→ Action item: Go through the lines below and copy each one that holds the string "dark".

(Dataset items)

>>>>>

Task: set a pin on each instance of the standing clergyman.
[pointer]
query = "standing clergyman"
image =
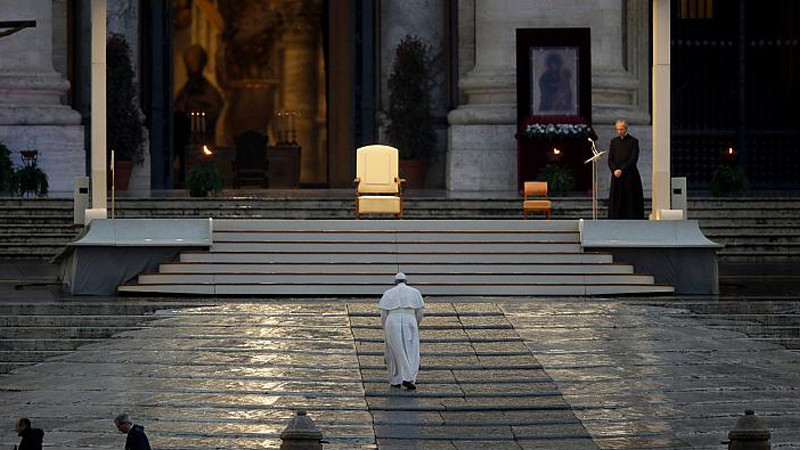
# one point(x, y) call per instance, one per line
point(401, 313)
point(625, 198)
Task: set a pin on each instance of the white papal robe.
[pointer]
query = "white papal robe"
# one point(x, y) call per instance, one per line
point(401, 313)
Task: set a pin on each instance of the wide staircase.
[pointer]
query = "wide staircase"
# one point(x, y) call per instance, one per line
point(441, 257)
point(759, 230)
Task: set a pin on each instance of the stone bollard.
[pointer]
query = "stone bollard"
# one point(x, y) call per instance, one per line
point(301, 434)
point(749, 434)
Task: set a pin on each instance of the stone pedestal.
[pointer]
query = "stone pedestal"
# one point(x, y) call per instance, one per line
point(31, 115)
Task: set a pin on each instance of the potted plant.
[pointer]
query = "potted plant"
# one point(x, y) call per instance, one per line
point(7, 184)
point(125, 134)
point(30, 178)
point(559, 179)
point(203, 178)
point(729, 179)
point(410, 117)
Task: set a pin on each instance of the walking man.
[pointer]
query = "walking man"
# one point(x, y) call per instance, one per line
point(402, 310)
point(136, 439)
point(31, 437)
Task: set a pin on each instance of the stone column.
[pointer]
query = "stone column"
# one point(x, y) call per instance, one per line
point(299, 89)
point(661, 107)
point(482, 153)
point(31, 113)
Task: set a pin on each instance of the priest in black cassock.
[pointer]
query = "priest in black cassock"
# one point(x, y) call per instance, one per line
point(625, 199)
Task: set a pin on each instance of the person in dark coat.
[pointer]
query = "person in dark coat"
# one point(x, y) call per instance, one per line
point(136, 439)
point(625, 199)
point(31, 437)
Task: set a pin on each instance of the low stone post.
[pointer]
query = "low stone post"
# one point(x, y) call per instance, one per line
point(301, 434)
point(750, 433)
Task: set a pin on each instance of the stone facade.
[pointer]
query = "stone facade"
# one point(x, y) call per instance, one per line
point(31, 91)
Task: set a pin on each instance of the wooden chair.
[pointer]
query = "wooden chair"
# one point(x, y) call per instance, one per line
point(251, 166)
point(378, 185)
point(534, 189)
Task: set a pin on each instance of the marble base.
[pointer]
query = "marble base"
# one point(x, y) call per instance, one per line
point(61, 151)
point(482, 158)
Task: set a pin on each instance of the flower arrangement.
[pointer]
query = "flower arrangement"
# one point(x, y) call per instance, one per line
point(553, 131)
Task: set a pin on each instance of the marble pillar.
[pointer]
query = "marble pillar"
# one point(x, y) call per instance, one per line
point(31, 113)
point(299, 91)
point(482, 151)
point(426, 19)
point(661, 108)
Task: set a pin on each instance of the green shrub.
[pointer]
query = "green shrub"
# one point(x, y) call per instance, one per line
point(559, 179)
point(410, 117)
point(7, 182)
point(729, 179)
point(31, 179)
point(203, 179)
point(125, 135)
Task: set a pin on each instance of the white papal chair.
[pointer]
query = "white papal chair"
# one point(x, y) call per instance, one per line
point(379, 188)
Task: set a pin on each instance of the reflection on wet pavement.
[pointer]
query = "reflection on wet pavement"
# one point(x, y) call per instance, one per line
point(479, 386)
point(646, 375)
point(561, 373)
point(224, 376)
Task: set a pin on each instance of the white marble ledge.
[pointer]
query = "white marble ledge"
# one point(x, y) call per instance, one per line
point(147, 233)
point(643, 234)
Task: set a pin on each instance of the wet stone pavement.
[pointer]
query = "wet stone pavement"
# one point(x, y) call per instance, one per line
point(496, 374)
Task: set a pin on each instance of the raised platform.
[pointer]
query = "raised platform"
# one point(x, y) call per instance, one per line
point(358, 258)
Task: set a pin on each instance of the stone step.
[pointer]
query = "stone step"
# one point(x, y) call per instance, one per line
point(23, 252)
point(38, 343)
point(420, 280)
point(54, 332)
point(462, 289)
point(393, 258)
point(384, 268)
point(60, 320)
point(42, 237)
point(400, 247)
point(99, 309)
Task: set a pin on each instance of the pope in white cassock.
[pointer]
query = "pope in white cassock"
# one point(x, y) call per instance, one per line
point(401, 313)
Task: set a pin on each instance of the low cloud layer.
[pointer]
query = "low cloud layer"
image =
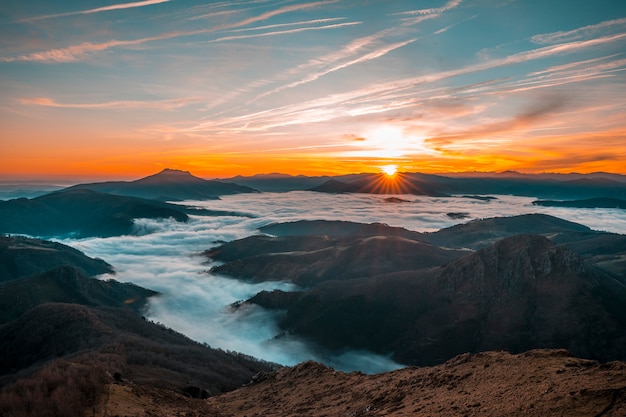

<<<<<

→ Reply to the exercise:
Task: set a pin on each instance of the person in dark coat.
query = "person in dark coat"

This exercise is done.